_YOUR GOAL_. Quote the listing in full, exactly as given, minus any pictures.

[Stored items from a collection]
• • • •

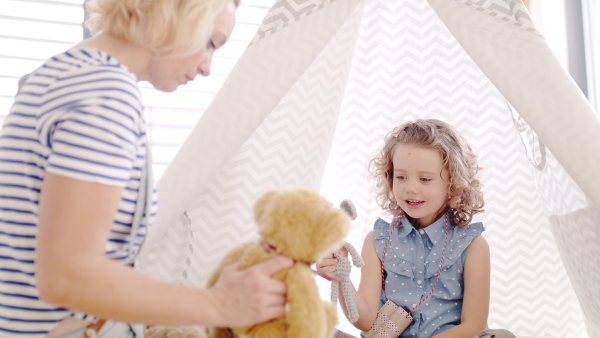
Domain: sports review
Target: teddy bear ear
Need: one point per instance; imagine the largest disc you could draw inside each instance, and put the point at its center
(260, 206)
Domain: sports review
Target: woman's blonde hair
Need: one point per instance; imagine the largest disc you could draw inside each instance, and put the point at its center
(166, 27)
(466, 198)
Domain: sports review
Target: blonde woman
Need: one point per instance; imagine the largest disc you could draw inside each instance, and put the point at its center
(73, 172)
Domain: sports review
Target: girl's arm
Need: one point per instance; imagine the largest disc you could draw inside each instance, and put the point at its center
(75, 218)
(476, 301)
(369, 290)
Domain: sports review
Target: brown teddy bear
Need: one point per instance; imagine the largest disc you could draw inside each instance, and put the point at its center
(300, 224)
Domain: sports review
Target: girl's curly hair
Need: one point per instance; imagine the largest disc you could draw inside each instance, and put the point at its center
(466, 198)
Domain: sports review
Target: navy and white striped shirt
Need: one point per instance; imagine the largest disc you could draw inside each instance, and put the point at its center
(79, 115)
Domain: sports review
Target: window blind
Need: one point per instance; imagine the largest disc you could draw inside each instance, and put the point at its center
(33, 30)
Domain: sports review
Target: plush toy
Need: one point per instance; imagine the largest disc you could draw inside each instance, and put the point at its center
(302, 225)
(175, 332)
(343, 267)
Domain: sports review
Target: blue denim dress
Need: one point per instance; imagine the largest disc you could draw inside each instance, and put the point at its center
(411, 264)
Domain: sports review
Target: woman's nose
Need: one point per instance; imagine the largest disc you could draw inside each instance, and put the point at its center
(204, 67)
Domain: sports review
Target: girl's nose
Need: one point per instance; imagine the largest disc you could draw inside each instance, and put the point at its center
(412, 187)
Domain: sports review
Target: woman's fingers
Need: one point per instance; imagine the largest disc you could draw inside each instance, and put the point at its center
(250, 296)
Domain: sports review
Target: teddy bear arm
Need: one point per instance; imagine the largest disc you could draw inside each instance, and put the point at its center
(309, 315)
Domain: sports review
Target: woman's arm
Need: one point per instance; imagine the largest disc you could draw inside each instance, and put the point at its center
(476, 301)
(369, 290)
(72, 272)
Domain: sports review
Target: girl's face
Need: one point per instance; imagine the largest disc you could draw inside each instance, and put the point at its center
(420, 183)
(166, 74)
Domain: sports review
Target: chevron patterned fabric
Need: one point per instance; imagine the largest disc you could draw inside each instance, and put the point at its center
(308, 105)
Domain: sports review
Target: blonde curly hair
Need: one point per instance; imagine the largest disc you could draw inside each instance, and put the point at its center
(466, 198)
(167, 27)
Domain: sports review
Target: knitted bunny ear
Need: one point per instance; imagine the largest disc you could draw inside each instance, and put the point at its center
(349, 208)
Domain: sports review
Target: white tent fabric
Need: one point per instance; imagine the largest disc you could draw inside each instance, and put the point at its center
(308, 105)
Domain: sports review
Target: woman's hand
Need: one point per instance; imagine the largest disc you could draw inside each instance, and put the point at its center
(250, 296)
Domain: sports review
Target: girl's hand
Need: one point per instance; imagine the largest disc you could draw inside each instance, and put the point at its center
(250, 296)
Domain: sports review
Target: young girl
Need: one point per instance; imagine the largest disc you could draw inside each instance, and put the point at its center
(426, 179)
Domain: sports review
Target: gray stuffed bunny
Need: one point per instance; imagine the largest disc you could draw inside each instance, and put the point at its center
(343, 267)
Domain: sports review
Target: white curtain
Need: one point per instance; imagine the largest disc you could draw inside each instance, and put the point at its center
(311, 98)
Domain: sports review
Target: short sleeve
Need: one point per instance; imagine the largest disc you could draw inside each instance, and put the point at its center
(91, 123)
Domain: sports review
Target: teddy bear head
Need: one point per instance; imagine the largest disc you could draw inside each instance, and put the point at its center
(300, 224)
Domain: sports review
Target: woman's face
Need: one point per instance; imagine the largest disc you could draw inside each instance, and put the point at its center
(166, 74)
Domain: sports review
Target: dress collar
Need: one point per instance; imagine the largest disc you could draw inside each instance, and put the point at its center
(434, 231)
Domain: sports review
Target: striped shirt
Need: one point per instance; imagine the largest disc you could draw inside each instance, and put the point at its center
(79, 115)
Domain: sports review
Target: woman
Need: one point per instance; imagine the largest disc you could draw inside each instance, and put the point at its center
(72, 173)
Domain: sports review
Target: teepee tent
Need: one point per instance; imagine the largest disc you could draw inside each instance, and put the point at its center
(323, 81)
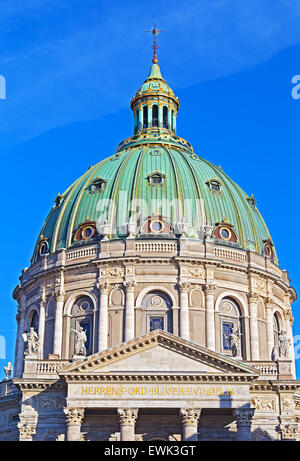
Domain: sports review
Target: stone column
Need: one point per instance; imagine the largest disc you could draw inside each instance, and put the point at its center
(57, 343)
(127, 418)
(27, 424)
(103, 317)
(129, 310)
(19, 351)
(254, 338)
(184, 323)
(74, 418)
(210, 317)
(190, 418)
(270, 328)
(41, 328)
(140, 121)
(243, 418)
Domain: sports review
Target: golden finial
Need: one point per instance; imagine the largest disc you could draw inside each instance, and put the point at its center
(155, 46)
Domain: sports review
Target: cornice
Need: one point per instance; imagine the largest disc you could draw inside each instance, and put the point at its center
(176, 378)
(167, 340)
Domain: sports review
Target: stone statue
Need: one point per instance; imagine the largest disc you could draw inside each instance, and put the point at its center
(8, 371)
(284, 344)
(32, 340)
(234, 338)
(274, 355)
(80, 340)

• • • •

_EXERCISE SOLUTION_.
Domain: sports review
Target: teddy bear ear
Need: one point per instance; imagine the largest disc you could draw inside each instance, and put the point at its center
(260, 206)
Domain: sports review
Target: woman's blonde hair
Need: one point per instance; imagine the largest disc you could draw inside each instance, and put the point at its center
(166, 27)
(466, 198)
Domain: sports review
Target: blonde woman
Need: one point per instance; imagine the largest disc you could draw inside each instance, and put the point at its center
(73, 172)
Domain: sports review
Target: girl's arm
Need: one point per instance; imagine the largest disc you could draw inside each instance, and put the point at its center
(75, 218)
(476, 301)
(369, 290)
Domain: sports review
Target: brown teddy bear
Need: one point per instance; imagine the largest disc you could draw inside each instance, and put the point at its center
(300, 224)
Domain: sports review
Target: girl's curly hair
Need: one point per instance; imagine the largest disc you could draw inside each instance, and put the point at its center
(466, 198)
Domain: sports review
Target: navy and white striped shirt
Need: one point per instance; imagine the largest disc you could draw inside each instance, and put the point at its center
(79, 115)
Domain: sports review
Target: window blind
Need: one point per instance; imagine the largest disc you could draw inside each instance, and put the point at its center
(33, 30)
Domain: sports review
Target: plush toy
Need: one point per instance; imagine the largest disc you could draw inside each instance, and put the point at its center
(302, 225)
(175, 332)
(343, 267)
Domain: sports review
Target: blue denim dress
Need: one point per instance; imagine the largest disc you could draw inside each instance, and put the point at its center
(411, 264)
Domain: sports review
Target: woman's nose
Need: one point per instance; imagine the largest disc you could draw inside each instance, and put the point at its center
(204, 67)
Domain: sports review
Target: girl's nose
Need: one point per instance; imagine the largest disc you could draw inside each instance, and put the point at its center
(412, 187)
Domain: sports review
Target: woman's fingers
Need: one point per instance; imagine the largest disc you could draw inside each instance, and put the point at its center
(250, 296)
Domain: sports review
Target: teddy bear arm
Need: one point per instance; imagine the largest disc you could draw inside each instance, and put the point at its center
(309, 315)
Domain: sports review
Target: woman's arm
Need: one point per instance; imagine the largest disc you could draw inside each instance, and put the point at its center
(476, 301)
(369, 290)
(72, 272)
Domain: sports review
Target: girl's face
Need: one point per instance; imagine the largest disc you could draw inside each instance, and put the point at its center
(420, 183)
(166, 74)
Domain: sports review
Target: chevron patterned fabric
Need: one point per instance; imagine the largest disc you could draw inside each instance, and put the point at its center
(308, 105)
Domain: sports review
Target: blonde curly hair
Need: one point per instance; imagine the largest disc you could draw inside each instance, and put the point at its center
(466, 198)
(167, 27)
Domain: sports review
Target: knitted bunny ear
Need: one point per instance; imagine the largest disc you could draw inside each instance, and put the point at its center
(349, 208)
Domain: sports review
Target: white tent fabric
Need: one point per instance; imagine the largest disc you could draw inside each instance, and put the point at its center
(308, 105)
Domain: sports review
Target: woman's hand
Need: one point per instance; imagine the largest disc you could draw inside each instance, and put the point at its center
(250, 296)
Domain: sports review
Target: girl's hand
Need: one point per instance; imagine the largest disc you could draw inside each instance, and put the point at its center
(250, 296)
Domain: sports review
Target: young girl
Need: one point per instance; imagine the largest disc you could draw inside each instance, and put the point at its center
(426, 179)
Domain: sports review
Target: gray stuffed bunny
Need: one point per instance; imagine the largest disc you could draw inside each instance, and put the point at its center
(343, 267)
Domain: sports review
Target: white curtain
Need: one point per instance; imagine the largest disc you could draw inside each instance, and put the point at its center
(311, 98)
Domain: sports review
Target: short sleeve
Need: one point per instance; imagine the largest disc you could draw inside each instance, and put the point at its center
(91, 123)
Domain: sports review
Target: teddy bear head
Need: one point per instance; imagine the largest disc you could draw inside each instance, and put the point at its center
(300, 224)
Domain: sports review
Target: woman's face
Need: one point per instance; imagine the largest disc you could draw inside each instance, and put the point at its center
(166, 74)
Domain: sports review
Target: dress collar
Need: one point per instance; imagine the largest disc you could draw inside each instance, and put the point at its center
(434, 231)
Domain: sports review
Target: striped shirt
Need: one point per instance; imagine the largest disc you could draw inside each instance, and put the point at its center
(79, 115)
Domain: sports review
Target: woman
Need: one point per instance; imagine the largest disc you could draw inside each instance, and put the point at its center
(72, 173)
Domain: sports review
Target: teepee tent
Need: one point per instance; imagine the largest disc you could draw inside each instance, and put the point at its center
(323, 81)
Domain: sports review
Target: stone column
Need: one point per instance; imagine the largest disc you could draw inside each instance, and put the point at its center
(57, 343)
(127, 418)
(27, 424)
(103, 317)
(129, 310)
(19, 351)
(254, 338)
(184, 323)
(74, 418)
(210, 317)
(190, 418)
(270, 328)
(41, 328)
(140, 121)
(243, 418)
Domain: sports review
Target: golden finial
Need: one point per instance; imagine the largest disc you could draw inside each instance, and put the point at its center
(155, 46)
Domain: sports review
Target: cornice
Need: one point per instance; imagine the largest disc you could draw inside each instance, and put the point at its center
(176, 378)
(167, 340)
Domain: sports review
Target: stone statue
Need: one point per instance; imagine the largest disc you could draw inside each instance, and put the point at its center
(8, 371)
(284, 344)
(32, 340)
(234, 338)
(274, 355)
(80, 340)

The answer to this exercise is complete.